• [PAGE]
# # # #

Kafka voyageait physiquement, mais aussi à travers les films qu’il voyait. Citons par exemple les films italiens Peschiera, Lago Maggiore, Liguria, Il corse de Mirafiori (1907–1913), également montrés à Prague et qui offraient à leurs spectateurs des prises de vue en couleurs grâce à une colorisation des images en vert, bleu, jaune, sépia, brun, etc. Le style méditatif plongeait les documentaires italiens dans une ambiance de voyage appréciée des spectateurs, et de Franz Kafka, qui se laissait volontiers emporter par les vagues de la mer, la beauté des lacs, des grottes et des monuments antiques. On voyait enfin quelques images des célèbres courses hippiques, haut lieu de parade des personnalités et vitrine de la mode de l’époque, montrant les dames parader avec leur chapeau. 

Un tableau perdu et la recherche d’une patrie 

Que dire des comédies ? Il ne faut pas manquer de citer ici la production française Nick Winter et le vol de la Joconde (1911) réalisée par Paul Garbagni et Gérard Bourgeois. Un petit film rigolo de dix minutes, tourné avec le soutien du premier producteur de films au monde, Charles Pathé. Le film se base sur une histoire vraie survenue au Louvre : le vol de La Joconde le 21 août 1911 et les enquêtes policières infructueuses qui ont suivi. La toile a été retrouvée plus ou moins par hasard en Italie deux ans plus tard.  

Curieusement, le nombre de visiteurs du musée n’a pas chuté après la disparition du célèbre tableau. Au contraire, des milliers de personnes se ruèrent pour voir l’emplacement vide sur le mur, et parmi elles Franz Kafka et Max Brod.

# # # #

• [DONNÉES FOURNIES]
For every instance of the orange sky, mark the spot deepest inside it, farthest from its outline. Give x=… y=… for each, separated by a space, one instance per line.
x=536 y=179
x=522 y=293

# # # #

• [EXERCICE ÉCRIT] Actualisez le passage du texte sur Kafka et le cinéma compris entre « Que dire des » et « et Max Brod. » inclus, en remplaçant « Charles Pathé » par « Léon Gaumont ». Les données fournies sont indépendantes du texte sur Kafka et le cinéma.

• [RÉPONSE]
Que dire des comédies ? Il ne faut pas manquer de citer ici la production française Nick Winter et le vol de la Joconde (1911) réalisée par Paul Garbagni et Gérard Bourgeois. Un petit film rigolo de dix minutes, tourné avec le soutien du premier producteur de films au monde, Léon Gaumont. Le film se base sur une histoire vraie survenue au Louvre : le vol de La Joconde le 21 août 1911 et les enquêtes policières infructueuses qui ont suivi. La toile a été retrouvée plus ou moins par hasard en Italie deux ans plus tard.  

Curieusement, le nombre de visiteurs du musée n’a pas chuté après la disparition du célèbre tableau. Au contraire, des milliers de personnes se ruèrent pour voir l’emplacement vide sur le mur, et parmi elles Franz Kafka et Max Brod.